*Data records*:
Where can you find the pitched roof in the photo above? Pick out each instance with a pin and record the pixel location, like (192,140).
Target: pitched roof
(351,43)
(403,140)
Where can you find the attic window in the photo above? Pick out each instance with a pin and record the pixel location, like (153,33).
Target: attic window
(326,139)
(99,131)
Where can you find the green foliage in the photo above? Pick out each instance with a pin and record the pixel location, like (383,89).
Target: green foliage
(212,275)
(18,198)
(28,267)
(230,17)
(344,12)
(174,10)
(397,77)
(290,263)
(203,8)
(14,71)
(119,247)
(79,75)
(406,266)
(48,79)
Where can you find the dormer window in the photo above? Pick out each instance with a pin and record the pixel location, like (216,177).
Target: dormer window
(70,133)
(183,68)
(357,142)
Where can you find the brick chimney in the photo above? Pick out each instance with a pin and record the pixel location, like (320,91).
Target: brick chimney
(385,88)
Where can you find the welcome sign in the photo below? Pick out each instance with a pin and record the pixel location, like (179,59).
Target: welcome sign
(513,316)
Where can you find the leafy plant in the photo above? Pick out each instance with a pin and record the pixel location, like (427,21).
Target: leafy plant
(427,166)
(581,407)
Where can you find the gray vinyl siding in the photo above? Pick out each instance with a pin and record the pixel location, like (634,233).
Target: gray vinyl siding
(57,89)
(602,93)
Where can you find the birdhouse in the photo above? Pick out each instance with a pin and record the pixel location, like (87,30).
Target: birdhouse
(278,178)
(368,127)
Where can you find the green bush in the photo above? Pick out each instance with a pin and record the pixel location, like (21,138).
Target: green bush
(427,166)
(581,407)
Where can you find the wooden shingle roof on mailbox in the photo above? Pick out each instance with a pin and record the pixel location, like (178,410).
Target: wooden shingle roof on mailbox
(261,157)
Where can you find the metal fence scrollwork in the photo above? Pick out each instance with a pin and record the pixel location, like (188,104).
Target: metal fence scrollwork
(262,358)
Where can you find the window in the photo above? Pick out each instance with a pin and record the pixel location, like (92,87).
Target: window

*Task description*:
Transcribe the listing shown above in full and without change.

*Solution below*:
Where can you find the pitched roof in the photo above? Pick out each instance with a pin and record the pixel location, like (192,140).
Target: pitched roof
(351,43)
(403,140)
Where can you find the attic window in the photo above? Pick out each instance with a pin and record the pixel location, like (153,33).
Target: attic window
(326,139)
(99,131)
Where can you find the green foliage in the photo above? Pick out each instance with a pin and record the pixel location, like (383,89).
Target: green foliage
(212,275)
(18,198)
(28,267)
(230,17)
(344,12)
(174,10)
(397,77)
(290,263)
(203,8)
(14,71)
(119,247)
(79,75)
(406,266)
(48,79)
Where can you find the dormer window in the photo above? Pick out each instance with a pin and record the pixel location, like (216,177).
Target: dormer window
(70,133)
(183,68)
(357,142)
Where can you find the brick chimney in the photo above? Pick out each instance with a pin and record the pixel location, like (320,91).
Target: brick chimney
(385,88)
Where can you find the welcome sign in the photo below? Pick out each instance with a pin and record the pixel location, like (179,59).
Target: welcome sign
(513,316)
Where can you find the leafy plant in the photo above? Pick out each instance with a pin and record the pixel location, like (427,21).
Target: leafy plant
(427,166)
(581,407)
Where can you find the gray vinyl siding in the photo above? Pick out each instance with a pin and record the pixel location, like (634,233).
Target: gray vinyl siding
(57,89)
(602,93)
Where can you find the birdhouse in the photo above? Pick out each instance with a pin and record the pixel location, like (87,30).
Target: birdhouse
(278,178)
(368,127)
Where can you find the green bush in the photo above? Pick out each instance with a pin and record the pixel location, like (21,138).
Target: green bush
(427,166)
(581,407)
Where can you find the wooden shingle roof on mailbox in the photo above? Pick out each instance with a pin and record the pixel location, like (178,410).
Target: wooden shingle roof on mailbox
(261,157)
Where can you find the metal fence scrollwork in the photo above? Pick out each instance with a pin and record the pixel location, like (188,104).
Target: metal fence scrollwork
(262,358)
Where can you find the window in the photo above? Pick out each instance with a pin and record the pixel location, like (92,87).
Target: window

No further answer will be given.